TASK TO CARRY OUT:
Copy out all the records below with "query string" swapped for "search phrase" wherever it occurs and nothing else altered. Leave the pictures out of your copy.

THE INPUT:
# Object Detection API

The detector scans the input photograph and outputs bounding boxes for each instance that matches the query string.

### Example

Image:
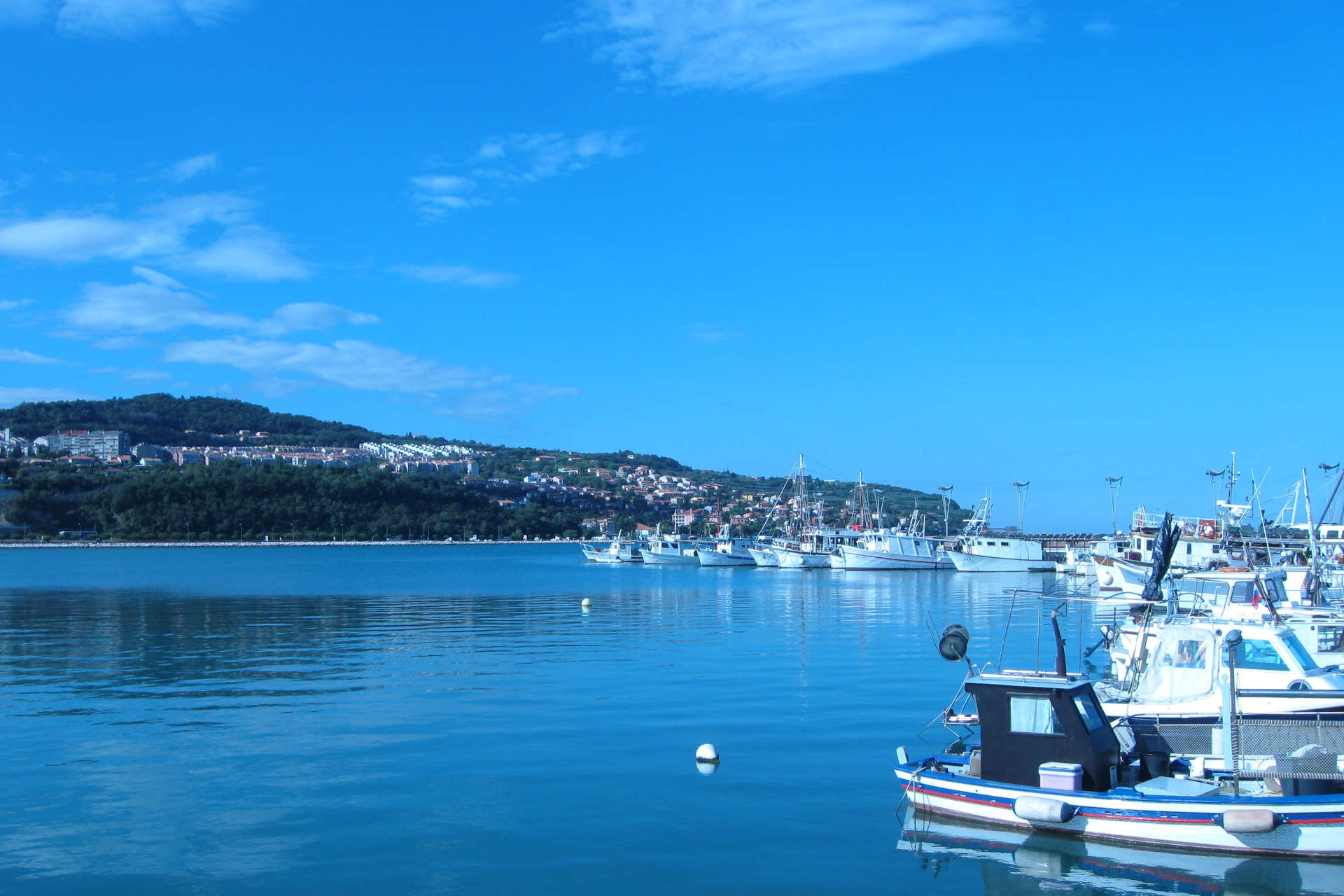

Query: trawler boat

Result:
[945,496,1055,573]
[897,806,1340,896]
[894,668,1344,858]
[580,536,641,563]
[696,538,757,567]
[1097,615,1344,719]
[640,536,700,566]
[748,541,780,567]
[1103,567,1344,671]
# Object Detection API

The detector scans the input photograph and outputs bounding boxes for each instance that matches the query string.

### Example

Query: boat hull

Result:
[895,763,1344,858]
[748,548,780,567]
[840,544,951,570]
[700,551,757,567]
[774,550,831,570]
[948,551,1055,573]
[644,551,700,567]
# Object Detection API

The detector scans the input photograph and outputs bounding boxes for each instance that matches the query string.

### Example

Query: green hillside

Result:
[0,392,384,447]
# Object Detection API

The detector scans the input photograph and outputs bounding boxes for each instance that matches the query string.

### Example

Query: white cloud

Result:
[412,174,488,218]
[64,266,378,335]
[0,348,64,364]
[164,337,491,393]
[168,152,219,184]
[171,224,309,281]
[0,386,92,407]
[410,130,640,218]
[162,336,578,419]
[388,265,517,288]
[473,130,638,183]
[685,323,742,342]
[89,367,172,383]
[0,215,180,262]
[0,0,247,38]
[66,276,253,333]
[1084,16,1116,38]
[255,302,379,336]
[559,0,1031,89]
[130,265,187,289]
[0,193,309,281]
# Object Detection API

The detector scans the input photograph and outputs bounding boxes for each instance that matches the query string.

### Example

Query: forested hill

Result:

FULL RESPONSE:
# Object Detection API

The detector scans the input photograph and outputs bounding boxes for each instance that matches the search phrase.

### Example

Image:

Query: trawler boat

Result:
[945,496,1055,573]
[897,806,1340,896]
[894,668,1344,858]
[580,536,641,563]
[696,538,757,567]
[1097,615,1344,719]
[640,536,700,566]
[748,541,780,567]
[1103,567,1344,671]
# Object Detection API

The detector scans the input photograph and outputs bounding boxes for each instance that matches the search phrase.

### Example

Query: boat hull

Result:
[895,763,1344,858]
[748,548,780,567]
[840,544,951,570]
[700,551,757,567]
[774,550,831,570]
[948,551,1055,573]
[644,551,700,567]
# Object Detection API

The detector scans the input photograph and outputs bounding boxes for each instance that matches the search phrase.

### Example

Query: green hillside

Result:
[0,392,384,447]
# Object Detection API

The detector scans the input photograph and outputs bounding boxes for each instance that matches the search phrase.

### Example

Query: white cloud

Result:
[412,174,488,218]
[64,266,378,335]
[0,348,64,364]
[164,337,491,393]
[168,152,219,184]
[171,224,309,281]
[0,386,92,407]
[410,130,640,218]
[162,336,578,419]
[388,265,517,288]
[473,130,638,183]
[685,323,742,342]
[89,367,172,383]
[0,215,180,262]
[0,0,247,38]
[66,276,253,333]
[1084,16,1116,38]
[255,302,379,336]
[559,0,1031,89]
[130,265,187,289]
[0,193,309,281]
# Object Detection API

The detector scans the input photograph and outputs bounding boxes for each instance that matches the search phrase.

### Example

Query: forested hill

Result:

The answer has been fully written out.